Instrucciones de la tarea: Transcribe del pasaje sobre la censura en Hollywood el tramo que comienza en las palabras "Se eliminó el" y termina después de "de un inocente.".

Se eliminó el voyeurismo y la impotencia del violador, pero las modificaciones no sólo se centraron en lo sexual. Secuestrada podía haber sido una obra crítica con los linchamientos pero, como sucedería con Furia, se escogió un final tranquilizador. De paso, se redime al personaje femenino con un mensaje muy cristiano (la verdad os hará libres) cuando esta confiesa su turbio via crucis ante un tribunal. En la novela, en cambio, comete perjurio provocando la muerte de un inocente.

Ann Vickers (1933)

Escandalizado por dramas románticos extremos y comedias provocativas, el Hollywood censurado deseaba que sus heroínas volviesen a una feminidad con vocación matrimonial y reproductiva. Llevar a la pantalla Cárceles de mujeres, de Sinclair Lewis, tenia todos los ingredientes para incomodar. Para empezar, el libro atacaba duramente a la institución penitenciaria. Además, su protagonista era una socióloga que destaca profesionalmente, aborta tras ser engañada por un amante y es infiel a su marido.

En el filme, las escenas de vida penitenciaria se limitan a unos pocos minutos, la protagonista nunca llega a casarse (con lo que no comete adulterio), es castigada por un amor ilícito... y se redescubre como madre de familia. Su romance con un juez corrupto ha provocado su caída profesional, pero también la ha salvado de “la ambición, de la prisión del deseo de alabanzas y éxito para mí misma”. Aun con las modificaciones, el trayecto era conflictivo (incluía un aborto y un amor furtivo). Apenas un año después, proyectos de este tipo difícilmente llegarían a rodarse.

Las uvas de la ira (1940)

Tras un tiempo de aclimatación, los mismos cineastas convivían con la censura de manera más normalizada. En ese contexto, John Ford (Centauros del desierto) consiguió filmar una novela social sin dejar muchas cicatrices en el celuloide, a través de manipulaciones sutiles (como alterar el orden de los acontecimientos) y la eliminación de detalles escabrosos. En cambio, conservaba material controvertido como el asesinato patronal de un predicador socialista.

Información proporcionada:
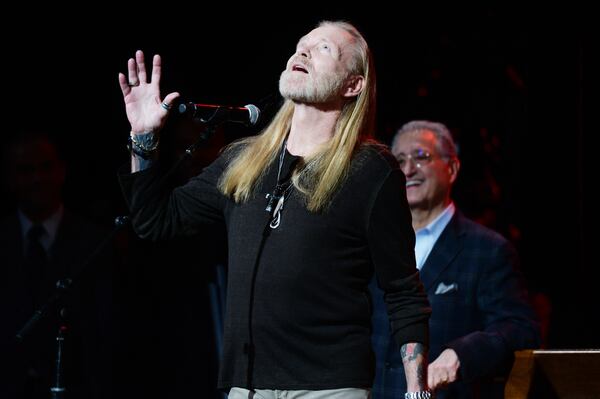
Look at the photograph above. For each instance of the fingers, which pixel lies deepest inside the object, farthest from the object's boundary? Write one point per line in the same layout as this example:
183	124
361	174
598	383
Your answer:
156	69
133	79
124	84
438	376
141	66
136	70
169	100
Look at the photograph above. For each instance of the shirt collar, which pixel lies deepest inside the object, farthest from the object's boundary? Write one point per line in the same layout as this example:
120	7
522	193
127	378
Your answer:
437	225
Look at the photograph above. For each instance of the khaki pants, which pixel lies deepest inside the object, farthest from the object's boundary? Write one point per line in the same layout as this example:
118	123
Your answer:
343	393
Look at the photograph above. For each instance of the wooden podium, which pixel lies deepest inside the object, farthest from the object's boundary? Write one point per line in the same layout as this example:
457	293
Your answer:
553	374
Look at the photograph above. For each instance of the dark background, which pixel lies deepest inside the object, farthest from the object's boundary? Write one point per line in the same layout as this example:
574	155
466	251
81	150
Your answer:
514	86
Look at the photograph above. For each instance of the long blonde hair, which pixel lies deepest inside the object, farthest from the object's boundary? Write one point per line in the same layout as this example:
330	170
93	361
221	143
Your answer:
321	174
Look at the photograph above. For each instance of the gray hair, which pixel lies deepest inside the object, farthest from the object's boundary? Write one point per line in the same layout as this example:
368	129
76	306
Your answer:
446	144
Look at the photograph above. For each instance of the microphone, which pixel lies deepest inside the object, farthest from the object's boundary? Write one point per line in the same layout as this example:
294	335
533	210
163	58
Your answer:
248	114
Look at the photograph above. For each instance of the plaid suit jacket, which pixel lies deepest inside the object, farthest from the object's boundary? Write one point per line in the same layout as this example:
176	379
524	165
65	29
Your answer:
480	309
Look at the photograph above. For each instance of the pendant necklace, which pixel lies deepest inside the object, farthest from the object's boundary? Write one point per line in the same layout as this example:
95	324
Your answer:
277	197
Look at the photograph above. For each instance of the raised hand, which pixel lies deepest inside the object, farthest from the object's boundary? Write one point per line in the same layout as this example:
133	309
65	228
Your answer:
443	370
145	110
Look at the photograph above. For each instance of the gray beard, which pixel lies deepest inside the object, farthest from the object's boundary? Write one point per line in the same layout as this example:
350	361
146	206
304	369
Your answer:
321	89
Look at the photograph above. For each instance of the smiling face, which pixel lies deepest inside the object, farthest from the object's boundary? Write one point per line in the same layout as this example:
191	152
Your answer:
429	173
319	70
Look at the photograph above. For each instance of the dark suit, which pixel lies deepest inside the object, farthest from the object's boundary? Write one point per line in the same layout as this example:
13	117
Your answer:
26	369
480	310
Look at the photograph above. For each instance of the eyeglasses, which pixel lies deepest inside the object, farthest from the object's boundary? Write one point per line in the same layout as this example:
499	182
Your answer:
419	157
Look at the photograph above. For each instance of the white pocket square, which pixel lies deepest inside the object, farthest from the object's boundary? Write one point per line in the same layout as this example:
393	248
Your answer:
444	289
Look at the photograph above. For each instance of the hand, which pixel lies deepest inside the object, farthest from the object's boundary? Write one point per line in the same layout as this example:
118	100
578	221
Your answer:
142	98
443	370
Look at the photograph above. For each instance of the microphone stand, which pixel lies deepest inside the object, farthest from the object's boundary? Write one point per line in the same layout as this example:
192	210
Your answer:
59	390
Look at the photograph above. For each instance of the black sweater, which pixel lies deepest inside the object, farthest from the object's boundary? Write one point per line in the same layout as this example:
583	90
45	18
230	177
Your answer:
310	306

Ejercicio resuelto:
Se eliminó el voyeurismo y la impotencia del violador, pero las modificaciones no sólo se centraron en lo sexual. Secuestrada podía haber sido una obra crítica con los linchamientos pero, como sucedería con Furia, se escogió un final tranquilizador. De paso, se redime al personaje femenino con un mensaje muy cristiano (la verdad os hará libres) cuando esta confiesa su turbio via crucis ante un tribunal. En la novela, en cambio, comete perjurio provocando la muerte de un inocente.